[Dataset records on the locations of objects]
= = = = =

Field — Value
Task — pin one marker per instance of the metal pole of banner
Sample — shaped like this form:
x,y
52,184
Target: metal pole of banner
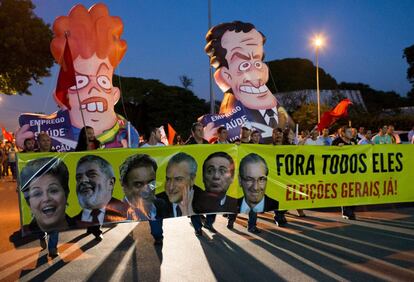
x,y
19,196
212,98
129,133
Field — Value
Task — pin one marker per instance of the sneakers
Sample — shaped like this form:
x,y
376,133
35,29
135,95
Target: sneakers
x,y
349,216
43,243
98,237
254,230
158,242
53,253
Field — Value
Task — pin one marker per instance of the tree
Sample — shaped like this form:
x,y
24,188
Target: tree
x,y
24,47
149,103
186,82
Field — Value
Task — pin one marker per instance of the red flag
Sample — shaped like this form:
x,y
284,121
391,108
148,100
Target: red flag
x,y
67,77
329,118
171,134
7,135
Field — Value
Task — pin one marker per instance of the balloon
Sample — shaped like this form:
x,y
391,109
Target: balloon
x,y
93,39
236,51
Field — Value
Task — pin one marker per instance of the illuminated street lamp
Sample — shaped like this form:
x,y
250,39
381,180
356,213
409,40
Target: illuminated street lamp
x,y
318,42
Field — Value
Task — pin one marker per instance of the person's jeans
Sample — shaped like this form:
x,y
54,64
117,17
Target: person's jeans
x,y
251,223
196,221
156,228
53,240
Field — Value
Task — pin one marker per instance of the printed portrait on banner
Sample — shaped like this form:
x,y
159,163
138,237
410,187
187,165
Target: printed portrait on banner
x,y
90,40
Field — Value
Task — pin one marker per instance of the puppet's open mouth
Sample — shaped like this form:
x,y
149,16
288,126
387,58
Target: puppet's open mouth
x,y
95,104
254,90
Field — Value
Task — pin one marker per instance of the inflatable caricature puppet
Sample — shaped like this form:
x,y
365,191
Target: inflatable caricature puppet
x,y
236,52
94,40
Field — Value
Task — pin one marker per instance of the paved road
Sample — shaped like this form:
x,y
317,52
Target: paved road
x,y
379,246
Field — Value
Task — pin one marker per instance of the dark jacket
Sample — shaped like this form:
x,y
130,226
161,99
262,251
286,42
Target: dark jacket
x,y
115,210
269,204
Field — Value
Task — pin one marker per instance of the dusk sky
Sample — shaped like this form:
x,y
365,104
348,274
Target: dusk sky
x,y
365,41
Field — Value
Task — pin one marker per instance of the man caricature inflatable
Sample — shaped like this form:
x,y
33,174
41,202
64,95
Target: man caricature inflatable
x,y
96,49
236,52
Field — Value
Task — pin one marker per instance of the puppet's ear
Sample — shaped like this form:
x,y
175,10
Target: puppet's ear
x,y
223,79
117,94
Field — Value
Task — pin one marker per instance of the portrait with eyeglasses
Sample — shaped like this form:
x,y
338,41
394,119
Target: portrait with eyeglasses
x,y
253,172
138,180
218,175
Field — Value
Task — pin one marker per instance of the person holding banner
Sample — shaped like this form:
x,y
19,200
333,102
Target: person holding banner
x,y
45,186
179,185
153,138
137,175
95,181
222,135
197,135
44,144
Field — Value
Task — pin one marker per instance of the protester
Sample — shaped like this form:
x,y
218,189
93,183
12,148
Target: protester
x,y
28,145
222,135
344,139
138,179
325,139
44,144
382,137
395,138
197,135
255,136
312,139
153,138
87,140
366,138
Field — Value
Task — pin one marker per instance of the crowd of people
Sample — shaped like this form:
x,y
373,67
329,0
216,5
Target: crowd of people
x,y
181,196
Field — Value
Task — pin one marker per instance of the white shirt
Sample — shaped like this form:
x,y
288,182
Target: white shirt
x,y
257,208
190,208
267,118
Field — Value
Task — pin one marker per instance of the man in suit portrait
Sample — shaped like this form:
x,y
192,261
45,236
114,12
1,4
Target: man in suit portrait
x,y
218,174
138,180
236,52
95,180
253,173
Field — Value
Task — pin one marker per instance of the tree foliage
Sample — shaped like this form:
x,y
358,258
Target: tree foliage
x,y
24,47
150,103
297,74
307,115
375,100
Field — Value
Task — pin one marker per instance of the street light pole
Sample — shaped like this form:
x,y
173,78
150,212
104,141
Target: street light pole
x,y
318,42
317,85
212,98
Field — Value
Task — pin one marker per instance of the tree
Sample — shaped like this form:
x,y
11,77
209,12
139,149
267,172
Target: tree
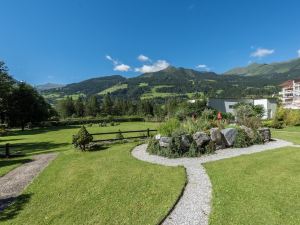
x,y
79,107
82,139
26,105
107,105
6,87
66,107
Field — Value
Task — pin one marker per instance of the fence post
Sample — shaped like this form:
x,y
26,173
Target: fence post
x,y
7,154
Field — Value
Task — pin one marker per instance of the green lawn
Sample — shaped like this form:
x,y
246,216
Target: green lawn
x,y
102,187
262,188
114,88
291,134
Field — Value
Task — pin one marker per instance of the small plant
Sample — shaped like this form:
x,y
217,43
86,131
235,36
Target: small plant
x,y
210,147
82,139
242,139
119,135
167,128
153,146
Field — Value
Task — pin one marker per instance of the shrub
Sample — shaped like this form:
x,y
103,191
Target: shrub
x,y
242,140
210,147
153,146
3,131
82,139
167,128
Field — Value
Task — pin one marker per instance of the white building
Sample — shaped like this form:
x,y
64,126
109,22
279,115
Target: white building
x,y
290,94
226,105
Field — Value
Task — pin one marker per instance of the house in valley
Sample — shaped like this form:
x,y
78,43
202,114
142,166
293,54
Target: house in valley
x,y
290,94
226,105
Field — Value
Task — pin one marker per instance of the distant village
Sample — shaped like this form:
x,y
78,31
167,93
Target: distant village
x,y
289,95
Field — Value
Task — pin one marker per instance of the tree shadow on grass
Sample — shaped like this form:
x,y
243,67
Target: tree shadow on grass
x,y
11,207
10,162
40,130
36,147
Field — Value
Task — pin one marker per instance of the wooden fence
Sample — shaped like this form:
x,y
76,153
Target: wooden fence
x,y
146,133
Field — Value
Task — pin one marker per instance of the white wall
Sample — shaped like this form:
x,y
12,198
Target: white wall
x,y
264,103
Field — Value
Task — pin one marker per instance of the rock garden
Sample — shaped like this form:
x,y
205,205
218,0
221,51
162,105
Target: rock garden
x,y
194,137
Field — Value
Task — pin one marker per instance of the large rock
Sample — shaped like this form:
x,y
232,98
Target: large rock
x,y
165,141
201,138
248,131
185,141
216,137
229,135
265,133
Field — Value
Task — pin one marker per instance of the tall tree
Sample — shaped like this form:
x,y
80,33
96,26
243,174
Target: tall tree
x,y
107,105
6,87
26,105
79,107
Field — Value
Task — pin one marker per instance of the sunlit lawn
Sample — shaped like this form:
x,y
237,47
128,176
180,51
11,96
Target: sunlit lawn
x,y
101,187
262,188
291,134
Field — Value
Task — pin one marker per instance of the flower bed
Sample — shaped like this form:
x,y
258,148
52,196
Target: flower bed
x,y
195,138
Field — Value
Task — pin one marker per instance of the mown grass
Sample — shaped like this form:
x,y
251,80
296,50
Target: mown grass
x,y
56,139
114,88
101,187
105,187
256,189
291,134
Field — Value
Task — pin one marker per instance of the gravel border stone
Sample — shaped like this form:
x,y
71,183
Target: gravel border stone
x,y
15,181
194,206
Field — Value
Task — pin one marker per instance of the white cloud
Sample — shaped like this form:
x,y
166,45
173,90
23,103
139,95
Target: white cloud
x,y
202,67
157,66
143,58
114,61
118,66
122,68
262,52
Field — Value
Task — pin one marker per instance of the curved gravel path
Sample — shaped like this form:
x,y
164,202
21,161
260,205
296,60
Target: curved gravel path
x,y
195,204
14,182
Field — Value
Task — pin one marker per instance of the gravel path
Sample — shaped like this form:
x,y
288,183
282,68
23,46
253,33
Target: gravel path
x,y
14,182
194,206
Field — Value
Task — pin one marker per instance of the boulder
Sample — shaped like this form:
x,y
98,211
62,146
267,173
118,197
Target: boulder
x,y
248,131
265,133
229,135
216,137
185,141
201,138
164,142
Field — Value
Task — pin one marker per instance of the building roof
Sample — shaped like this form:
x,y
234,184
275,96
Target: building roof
x,y
289,83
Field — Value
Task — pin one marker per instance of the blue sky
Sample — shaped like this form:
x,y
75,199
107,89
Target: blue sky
x,y
67,41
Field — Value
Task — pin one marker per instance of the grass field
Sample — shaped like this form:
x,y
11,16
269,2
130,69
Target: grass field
x,y
291,134
101,187
256,189
113,89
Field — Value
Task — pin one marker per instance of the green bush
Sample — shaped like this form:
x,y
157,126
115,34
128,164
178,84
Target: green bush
x,y
119,135
167,128
242,140
82,139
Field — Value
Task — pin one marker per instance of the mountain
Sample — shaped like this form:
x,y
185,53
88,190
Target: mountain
x,y
184,83
256,69
47,86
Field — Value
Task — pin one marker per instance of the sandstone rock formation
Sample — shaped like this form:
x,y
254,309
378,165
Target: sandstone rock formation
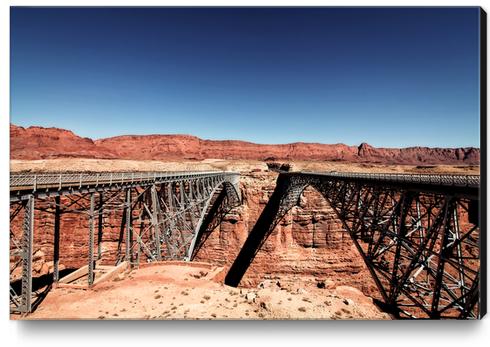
x,y
43,143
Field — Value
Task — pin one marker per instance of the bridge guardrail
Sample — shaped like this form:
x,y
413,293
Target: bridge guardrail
x,y
70,179
443,179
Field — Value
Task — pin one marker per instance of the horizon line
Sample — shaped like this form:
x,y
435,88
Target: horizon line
x,y
237,140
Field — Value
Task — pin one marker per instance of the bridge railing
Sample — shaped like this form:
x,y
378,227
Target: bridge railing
x,y
69,179
435,179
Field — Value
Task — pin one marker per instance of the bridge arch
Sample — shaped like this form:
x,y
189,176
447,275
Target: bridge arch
x,y
232,191
414,233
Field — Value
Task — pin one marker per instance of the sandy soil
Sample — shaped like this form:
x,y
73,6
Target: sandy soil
x,y
72,164
181,291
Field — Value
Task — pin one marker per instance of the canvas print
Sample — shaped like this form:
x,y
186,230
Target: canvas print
x,y
247,163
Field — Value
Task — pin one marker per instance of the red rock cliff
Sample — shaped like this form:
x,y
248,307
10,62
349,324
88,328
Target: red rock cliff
x,y
43,143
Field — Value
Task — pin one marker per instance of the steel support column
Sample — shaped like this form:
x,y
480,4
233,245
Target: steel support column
x,y
128,225
56,255
91,241
154,221
27,241
100,225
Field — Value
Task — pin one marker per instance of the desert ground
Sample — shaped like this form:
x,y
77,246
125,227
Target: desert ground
x,y
184,291
76,164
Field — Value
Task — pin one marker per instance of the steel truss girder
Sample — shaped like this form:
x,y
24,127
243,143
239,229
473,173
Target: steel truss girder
x,y
168,209
420,247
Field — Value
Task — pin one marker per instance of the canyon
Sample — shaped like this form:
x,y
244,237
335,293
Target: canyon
x,y
43,143
308,254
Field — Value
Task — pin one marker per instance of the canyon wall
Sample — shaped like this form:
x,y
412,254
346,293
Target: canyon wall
x,y
44,143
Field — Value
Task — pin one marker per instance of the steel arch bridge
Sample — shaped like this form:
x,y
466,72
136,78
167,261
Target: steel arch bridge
x,y
419,236
162,214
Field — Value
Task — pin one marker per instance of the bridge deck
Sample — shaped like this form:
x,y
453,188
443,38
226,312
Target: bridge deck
x,y
21,184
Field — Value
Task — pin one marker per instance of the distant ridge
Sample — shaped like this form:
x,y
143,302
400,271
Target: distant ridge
x,y
42,143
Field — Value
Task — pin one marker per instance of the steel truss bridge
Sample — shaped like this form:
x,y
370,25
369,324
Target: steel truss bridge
x,y
162,214
419,236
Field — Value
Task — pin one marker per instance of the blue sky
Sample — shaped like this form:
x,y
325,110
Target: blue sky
x,y
391,77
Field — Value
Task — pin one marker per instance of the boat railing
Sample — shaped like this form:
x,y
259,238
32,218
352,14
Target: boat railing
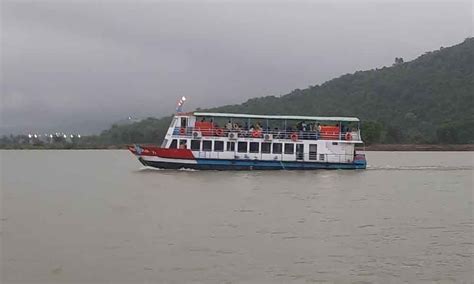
x,y
352,134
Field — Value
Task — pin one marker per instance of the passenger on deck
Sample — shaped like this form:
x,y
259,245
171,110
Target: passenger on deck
x,y
228,126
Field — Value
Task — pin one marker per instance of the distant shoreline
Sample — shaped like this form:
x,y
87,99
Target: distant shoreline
x,y
373,147
418,147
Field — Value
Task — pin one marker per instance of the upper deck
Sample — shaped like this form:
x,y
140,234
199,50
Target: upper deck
x,y
266,127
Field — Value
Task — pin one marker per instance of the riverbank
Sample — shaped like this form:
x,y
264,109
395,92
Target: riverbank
x,y
418,147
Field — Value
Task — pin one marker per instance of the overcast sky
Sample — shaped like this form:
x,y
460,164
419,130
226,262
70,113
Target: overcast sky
x,y
79,65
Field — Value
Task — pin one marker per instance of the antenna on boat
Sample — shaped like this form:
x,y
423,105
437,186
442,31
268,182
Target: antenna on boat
x,y
179,107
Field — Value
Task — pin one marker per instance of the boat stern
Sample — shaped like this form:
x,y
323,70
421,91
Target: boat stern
x,y
360,161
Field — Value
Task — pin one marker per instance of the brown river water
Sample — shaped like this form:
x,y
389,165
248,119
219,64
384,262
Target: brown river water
x,y
99,217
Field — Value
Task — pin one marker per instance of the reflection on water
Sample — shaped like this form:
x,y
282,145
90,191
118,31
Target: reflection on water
x,y
99,217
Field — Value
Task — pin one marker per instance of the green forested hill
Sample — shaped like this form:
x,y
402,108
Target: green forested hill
x,y
427,100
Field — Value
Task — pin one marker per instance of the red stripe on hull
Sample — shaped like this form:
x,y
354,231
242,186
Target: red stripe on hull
x,y
163,152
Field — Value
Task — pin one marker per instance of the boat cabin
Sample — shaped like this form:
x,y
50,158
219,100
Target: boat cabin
x,y
265,137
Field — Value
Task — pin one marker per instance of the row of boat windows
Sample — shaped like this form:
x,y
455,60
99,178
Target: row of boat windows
x,y
242,146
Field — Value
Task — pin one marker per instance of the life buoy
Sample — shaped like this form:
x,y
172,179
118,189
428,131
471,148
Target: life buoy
x,y
219,132
294,136
256,133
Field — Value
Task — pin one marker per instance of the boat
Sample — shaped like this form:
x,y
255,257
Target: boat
x,y
230,141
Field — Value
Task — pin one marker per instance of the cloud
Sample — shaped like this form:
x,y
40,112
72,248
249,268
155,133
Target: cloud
x,y
66,62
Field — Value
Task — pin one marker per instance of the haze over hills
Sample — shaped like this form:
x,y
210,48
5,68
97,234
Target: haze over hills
x,y
427,100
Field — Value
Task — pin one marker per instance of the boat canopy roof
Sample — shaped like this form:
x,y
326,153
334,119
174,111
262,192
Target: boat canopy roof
x,y
286,117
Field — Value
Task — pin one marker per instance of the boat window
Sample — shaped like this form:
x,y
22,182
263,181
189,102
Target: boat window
x,y
195,145
254,147
174,144
231,146
183,144
289,148
184,122
277,148
313,149
206,145
242,147
266,148
218,146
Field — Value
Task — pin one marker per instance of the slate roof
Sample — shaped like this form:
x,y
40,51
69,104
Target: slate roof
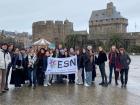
x,y
102,14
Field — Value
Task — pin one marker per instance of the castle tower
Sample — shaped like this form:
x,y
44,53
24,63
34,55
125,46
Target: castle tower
x,y
51,31
107,21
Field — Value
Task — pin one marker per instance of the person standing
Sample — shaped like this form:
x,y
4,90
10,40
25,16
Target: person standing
x,y
112,64
48,77
5,60
83,55
125,62
88,68
102,58
31,68
71,76
11,49
25,65
79,73
17,69
39,64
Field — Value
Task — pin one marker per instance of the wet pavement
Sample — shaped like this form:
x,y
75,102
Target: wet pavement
x,y
68,94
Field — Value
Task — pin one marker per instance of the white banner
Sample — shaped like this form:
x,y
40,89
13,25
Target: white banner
x,y
62,65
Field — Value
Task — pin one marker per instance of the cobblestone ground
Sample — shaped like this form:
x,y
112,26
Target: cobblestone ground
x,y
68,94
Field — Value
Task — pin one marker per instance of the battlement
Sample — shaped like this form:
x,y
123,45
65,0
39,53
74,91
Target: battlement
x,y
51,30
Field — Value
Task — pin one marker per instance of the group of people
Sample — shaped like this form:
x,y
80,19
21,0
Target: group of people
x,y
29,66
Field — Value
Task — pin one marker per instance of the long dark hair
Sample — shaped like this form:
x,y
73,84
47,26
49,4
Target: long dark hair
x,y
39,54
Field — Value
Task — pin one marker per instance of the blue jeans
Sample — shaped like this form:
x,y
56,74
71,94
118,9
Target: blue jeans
x,y
103,73
32,76
111,67
124,72
88,78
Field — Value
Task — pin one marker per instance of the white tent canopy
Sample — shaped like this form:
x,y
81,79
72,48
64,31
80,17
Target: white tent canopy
x,y
42,42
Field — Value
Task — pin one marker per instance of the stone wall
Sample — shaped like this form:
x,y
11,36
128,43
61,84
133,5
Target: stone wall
x,y
51,31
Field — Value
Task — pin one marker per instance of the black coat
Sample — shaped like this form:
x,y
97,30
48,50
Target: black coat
x,y
89,66
102,58
17,75
79,61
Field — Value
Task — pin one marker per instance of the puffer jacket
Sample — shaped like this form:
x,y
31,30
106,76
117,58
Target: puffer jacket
x,y
5,59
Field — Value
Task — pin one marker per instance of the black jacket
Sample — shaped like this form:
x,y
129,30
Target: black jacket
x,y
102,58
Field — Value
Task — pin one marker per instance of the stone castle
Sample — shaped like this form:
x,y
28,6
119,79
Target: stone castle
x,y
52,31
107,21
102,24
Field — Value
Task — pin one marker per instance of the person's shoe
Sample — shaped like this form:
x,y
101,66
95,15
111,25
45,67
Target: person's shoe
x,y
86,85
3,91
102,83
109,83
6,89
34,86
105,84
49,84
117,84
122,86
45,85
125,86
30,85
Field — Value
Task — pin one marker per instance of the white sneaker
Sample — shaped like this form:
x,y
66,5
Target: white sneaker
x,y
86,85
45,85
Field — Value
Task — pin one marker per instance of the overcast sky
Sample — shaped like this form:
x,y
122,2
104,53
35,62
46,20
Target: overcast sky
x,y
18,15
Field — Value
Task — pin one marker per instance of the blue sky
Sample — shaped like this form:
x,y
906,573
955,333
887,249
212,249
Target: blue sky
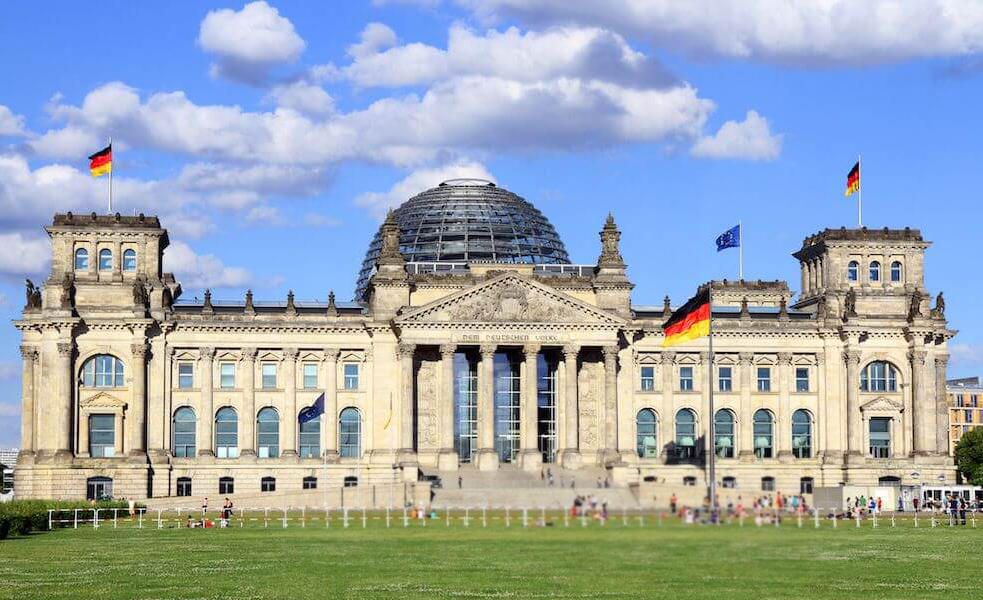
x,y
271,137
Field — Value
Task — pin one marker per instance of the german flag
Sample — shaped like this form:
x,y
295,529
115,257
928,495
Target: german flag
x,y
690,321
101,162
853,179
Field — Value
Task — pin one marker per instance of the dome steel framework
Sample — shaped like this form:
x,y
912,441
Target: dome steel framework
x,y
469,220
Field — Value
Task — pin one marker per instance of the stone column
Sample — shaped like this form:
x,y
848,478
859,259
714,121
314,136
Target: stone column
x,y
746,432
611,403
530,457
136,421
941,407
63,420
29,354
853,419
329,420
487,458
406,353
247,441
446,457
290,423
570,457
918,402
206,420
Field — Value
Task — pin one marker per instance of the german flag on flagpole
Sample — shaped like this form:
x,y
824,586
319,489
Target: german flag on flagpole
x,y
101,163
690,321
853,180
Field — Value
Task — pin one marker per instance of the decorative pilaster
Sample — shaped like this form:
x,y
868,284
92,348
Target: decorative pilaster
x,y
447,458
206,420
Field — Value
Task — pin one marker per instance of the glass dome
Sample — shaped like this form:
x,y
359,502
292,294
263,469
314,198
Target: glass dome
x,y
467,220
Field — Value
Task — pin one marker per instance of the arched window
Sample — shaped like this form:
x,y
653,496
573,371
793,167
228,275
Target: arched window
x,y
226,433
646,434
129,260
875,270
686,433
764,434
723,434
896,271
81,259
310,437
879,376
102,370
268,433
184,432
350,433
105,259
801,434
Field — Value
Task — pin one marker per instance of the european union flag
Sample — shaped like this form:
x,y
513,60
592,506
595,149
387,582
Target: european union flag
x,y
729,239
314,411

= = = = =

### WHAT YOU HAVE TO DO:
Gather every line in the rows above that contains the string "buoy", copying each one in full.

### WRITTEN ANSWER:
Task — pin one marker per instance of the life buoy
Target: life buoy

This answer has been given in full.